▶ [WORK INSTRUCTIONS]:
1. Reproduce everything in the llamafile text from "For server deployments, use" down to "any GGUF file.".
2. In the llamafile text, which GPU backends does Llamafile automatically detect and use?
3. How would the llamafile text go on after its final sentence? Extend it from there.

▶ [TEXT SEGMENT]:

Going Further: Using the API

The server exposes an OpenAI-compatible API, so you can connect it to any tool that supports OpenAI's format:

curl http://localhost:8080/v1/chat/completions \
  -H "Content-Type: application/json" \
  -d '{
    "model": "Qwen3.5-0.8B",
    "messages": [{"role": "user", "content": "Hello!"}]
  }'

Docker Deployment

For server deployments, use the official Docker image:

docker pull ghcr.io/mozilla-ai/llamafile:latest
docker run -p 8080:8080 ghcr.io/mozilla-ai/llamafile:latest

Running Larger Models

If you have a GPU, Llamafile automatically detects and uses CUDA (NVIDIA), Metal (Apple Silicon), or Vulkan. Browse huggingface.co/mozilla-ai for larger pre-built llamafiles or use the --model flag with any GGUF file.

▶ [LISTED ENTRIES]:
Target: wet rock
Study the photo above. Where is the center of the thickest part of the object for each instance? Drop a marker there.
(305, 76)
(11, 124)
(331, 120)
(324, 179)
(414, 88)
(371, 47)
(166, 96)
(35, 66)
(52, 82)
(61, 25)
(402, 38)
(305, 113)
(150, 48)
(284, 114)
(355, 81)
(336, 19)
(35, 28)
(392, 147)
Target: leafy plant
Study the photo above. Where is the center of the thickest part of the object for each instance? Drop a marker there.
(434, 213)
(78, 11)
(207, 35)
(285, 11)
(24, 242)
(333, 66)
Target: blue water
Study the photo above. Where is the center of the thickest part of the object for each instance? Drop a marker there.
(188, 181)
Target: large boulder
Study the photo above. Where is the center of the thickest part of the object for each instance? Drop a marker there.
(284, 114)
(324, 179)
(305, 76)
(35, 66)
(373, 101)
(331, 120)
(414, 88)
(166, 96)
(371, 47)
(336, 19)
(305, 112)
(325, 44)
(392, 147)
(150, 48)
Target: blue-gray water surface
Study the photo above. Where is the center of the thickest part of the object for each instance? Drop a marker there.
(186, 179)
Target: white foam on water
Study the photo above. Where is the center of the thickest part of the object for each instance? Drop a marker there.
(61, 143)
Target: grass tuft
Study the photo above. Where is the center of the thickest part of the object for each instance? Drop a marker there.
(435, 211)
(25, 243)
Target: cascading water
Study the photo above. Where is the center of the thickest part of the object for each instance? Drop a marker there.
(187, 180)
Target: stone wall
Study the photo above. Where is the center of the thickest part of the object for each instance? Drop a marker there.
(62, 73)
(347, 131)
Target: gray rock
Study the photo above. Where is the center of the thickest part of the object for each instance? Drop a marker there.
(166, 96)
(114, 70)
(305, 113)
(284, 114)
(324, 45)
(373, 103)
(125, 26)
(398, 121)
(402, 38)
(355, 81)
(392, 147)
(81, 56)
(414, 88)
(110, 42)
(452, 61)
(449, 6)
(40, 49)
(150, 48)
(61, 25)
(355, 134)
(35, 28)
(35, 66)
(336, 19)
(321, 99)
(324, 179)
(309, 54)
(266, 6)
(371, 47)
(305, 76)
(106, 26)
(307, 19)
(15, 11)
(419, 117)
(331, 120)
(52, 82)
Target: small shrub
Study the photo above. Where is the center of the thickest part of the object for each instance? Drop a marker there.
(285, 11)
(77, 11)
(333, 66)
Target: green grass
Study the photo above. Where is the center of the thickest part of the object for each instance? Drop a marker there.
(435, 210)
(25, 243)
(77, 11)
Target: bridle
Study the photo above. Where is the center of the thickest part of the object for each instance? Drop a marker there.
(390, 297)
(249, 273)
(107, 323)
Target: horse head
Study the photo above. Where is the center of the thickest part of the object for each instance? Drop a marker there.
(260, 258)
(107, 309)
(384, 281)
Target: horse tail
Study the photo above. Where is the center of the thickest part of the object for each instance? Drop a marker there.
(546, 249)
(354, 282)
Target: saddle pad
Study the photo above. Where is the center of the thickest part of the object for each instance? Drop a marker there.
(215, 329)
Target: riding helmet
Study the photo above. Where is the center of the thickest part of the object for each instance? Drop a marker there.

▶ [ANSWERS]:
1.
For server deployments, use the official Docker image:

docker pull ghcr.io/mozilla-ai/llamafile:latest
docker run -p 8080:8080 ghcr.io/mozilla-ai/llamafile:latest

Running Larger Models

If you have a GPU, Llamafile automatically detects and uses CUDA (NVIDIA), Metal (Apple Silicon), or Vulkan. Browse huggingface.co/mozilla-ai for larger pre-built llamafiles or use the --model flag with any GGUF file.

2. CUDA (NVIDIA), Metal (Apple Silicon), and Vulkan.

3.
Troubleshooting

"Permission denied" — Run chmod +x first
File is too large for Windows — Use the llamafile binary with external weights instead
Out of memory — Try a smaller model or use the --mlock flag

Conclusion

Llamafile is the single easiest way to run LLMs locally. In the time it takes to make coffee, you can have a state-of-the-art language model running on your laptop, completely offline and private. Give it a try — you'll be amazed how simple it is.